AIM:
Display every line of the records that contains the string "flame", treating uppercase and lowercase as distinct.

GIVEN DATA:
▼
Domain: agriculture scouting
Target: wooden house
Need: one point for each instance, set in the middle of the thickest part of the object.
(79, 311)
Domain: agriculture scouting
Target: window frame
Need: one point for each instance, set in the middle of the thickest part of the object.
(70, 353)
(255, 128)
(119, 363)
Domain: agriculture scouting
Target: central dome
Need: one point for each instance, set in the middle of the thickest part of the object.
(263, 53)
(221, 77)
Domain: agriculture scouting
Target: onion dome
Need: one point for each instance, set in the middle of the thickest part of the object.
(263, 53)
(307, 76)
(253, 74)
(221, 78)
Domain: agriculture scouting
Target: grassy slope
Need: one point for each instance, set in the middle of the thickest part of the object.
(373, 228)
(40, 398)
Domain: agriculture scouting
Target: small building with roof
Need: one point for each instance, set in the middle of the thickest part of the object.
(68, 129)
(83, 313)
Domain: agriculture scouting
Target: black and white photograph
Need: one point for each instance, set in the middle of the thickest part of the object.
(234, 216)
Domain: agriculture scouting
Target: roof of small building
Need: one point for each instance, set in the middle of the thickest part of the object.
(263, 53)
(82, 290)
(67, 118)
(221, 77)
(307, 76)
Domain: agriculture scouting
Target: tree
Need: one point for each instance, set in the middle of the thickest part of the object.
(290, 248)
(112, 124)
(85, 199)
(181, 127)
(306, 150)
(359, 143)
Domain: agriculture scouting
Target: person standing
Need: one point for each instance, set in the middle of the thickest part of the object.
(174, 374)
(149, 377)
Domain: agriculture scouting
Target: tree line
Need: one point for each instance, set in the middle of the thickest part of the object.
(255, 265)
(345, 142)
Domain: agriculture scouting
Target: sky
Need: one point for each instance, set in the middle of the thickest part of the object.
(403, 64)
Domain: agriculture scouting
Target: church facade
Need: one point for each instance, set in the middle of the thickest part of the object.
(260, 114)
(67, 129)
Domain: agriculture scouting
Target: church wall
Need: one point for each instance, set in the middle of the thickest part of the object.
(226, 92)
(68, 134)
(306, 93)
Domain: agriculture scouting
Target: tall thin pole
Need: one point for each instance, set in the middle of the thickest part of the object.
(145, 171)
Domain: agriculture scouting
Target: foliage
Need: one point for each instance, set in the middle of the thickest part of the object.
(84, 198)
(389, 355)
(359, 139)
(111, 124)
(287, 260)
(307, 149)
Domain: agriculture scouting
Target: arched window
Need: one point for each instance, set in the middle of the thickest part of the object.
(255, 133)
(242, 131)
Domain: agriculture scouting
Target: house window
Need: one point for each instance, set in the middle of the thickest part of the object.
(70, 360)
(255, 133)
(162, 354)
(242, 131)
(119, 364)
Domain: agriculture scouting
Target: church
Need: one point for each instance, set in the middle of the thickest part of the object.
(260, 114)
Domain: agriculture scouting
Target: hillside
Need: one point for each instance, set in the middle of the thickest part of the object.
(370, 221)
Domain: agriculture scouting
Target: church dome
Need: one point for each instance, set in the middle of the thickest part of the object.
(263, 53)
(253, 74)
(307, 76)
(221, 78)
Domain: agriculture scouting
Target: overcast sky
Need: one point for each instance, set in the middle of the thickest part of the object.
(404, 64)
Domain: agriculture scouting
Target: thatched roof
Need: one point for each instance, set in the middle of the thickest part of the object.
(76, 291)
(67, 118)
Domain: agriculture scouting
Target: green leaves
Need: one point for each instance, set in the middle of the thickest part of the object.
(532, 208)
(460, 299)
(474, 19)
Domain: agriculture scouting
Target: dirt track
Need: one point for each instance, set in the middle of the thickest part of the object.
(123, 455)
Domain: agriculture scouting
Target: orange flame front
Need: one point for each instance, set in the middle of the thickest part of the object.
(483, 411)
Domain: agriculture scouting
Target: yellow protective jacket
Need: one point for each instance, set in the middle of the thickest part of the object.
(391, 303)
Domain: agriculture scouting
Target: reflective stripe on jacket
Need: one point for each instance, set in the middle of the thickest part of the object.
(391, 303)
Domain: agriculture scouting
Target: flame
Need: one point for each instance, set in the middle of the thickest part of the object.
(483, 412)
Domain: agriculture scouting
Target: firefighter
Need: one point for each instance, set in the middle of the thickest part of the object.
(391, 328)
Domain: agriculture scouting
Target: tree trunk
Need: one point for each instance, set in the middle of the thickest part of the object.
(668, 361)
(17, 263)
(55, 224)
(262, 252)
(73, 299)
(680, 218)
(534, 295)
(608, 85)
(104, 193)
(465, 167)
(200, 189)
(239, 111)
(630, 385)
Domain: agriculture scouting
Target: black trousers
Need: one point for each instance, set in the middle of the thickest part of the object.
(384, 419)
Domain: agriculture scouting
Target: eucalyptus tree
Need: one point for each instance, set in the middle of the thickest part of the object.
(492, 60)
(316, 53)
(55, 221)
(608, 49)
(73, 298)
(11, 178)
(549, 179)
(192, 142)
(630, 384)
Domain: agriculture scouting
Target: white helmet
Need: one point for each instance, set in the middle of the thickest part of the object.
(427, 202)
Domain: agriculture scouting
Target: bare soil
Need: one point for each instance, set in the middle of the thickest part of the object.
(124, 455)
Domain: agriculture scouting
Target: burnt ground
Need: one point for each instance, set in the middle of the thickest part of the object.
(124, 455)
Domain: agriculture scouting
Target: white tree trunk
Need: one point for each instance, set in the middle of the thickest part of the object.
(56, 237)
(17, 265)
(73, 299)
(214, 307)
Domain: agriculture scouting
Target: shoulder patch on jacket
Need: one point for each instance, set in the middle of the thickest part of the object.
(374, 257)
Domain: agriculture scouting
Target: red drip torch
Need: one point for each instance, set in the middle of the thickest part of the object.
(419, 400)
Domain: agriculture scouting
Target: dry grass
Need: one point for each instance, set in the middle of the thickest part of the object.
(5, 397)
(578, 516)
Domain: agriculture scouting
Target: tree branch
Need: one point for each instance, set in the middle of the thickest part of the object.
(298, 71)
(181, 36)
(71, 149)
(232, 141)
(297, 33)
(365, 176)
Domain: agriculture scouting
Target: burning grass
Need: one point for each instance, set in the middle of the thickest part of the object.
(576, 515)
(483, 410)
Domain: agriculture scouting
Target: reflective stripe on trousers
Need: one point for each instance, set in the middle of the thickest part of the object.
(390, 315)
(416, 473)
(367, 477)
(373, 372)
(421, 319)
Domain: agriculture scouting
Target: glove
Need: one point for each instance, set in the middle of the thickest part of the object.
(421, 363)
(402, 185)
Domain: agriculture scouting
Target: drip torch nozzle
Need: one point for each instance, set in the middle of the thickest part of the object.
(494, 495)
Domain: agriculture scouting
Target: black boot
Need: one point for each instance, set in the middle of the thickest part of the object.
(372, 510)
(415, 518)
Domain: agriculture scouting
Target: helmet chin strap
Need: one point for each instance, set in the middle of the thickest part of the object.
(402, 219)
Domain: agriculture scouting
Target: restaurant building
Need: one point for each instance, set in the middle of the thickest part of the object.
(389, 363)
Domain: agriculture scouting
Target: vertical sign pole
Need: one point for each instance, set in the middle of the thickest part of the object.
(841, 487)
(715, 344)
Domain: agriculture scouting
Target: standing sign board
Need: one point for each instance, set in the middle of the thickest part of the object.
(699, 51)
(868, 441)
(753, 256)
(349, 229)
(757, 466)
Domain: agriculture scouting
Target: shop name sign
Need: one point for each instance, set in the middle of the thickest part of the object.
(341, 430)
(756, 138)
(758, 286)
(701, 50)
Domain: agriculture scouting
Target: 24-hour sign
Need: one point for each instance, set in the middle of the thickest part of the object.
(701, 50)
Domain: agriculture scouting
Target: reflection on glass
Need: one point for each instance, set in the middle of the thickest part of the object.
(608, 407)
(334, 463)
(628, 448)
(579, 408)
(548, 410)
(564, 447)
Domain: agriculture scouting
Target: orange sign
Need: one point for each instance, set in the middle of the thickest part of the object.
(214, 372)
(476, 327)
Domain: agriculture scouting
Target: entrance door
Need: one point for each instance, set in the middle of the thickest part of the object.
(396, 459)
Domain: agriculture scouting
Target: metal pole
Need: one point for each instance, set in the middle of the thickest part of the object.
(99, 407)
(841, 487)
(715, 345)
▲
RESULT FOR THIS TASK:
Target: orange flame front
Target: flame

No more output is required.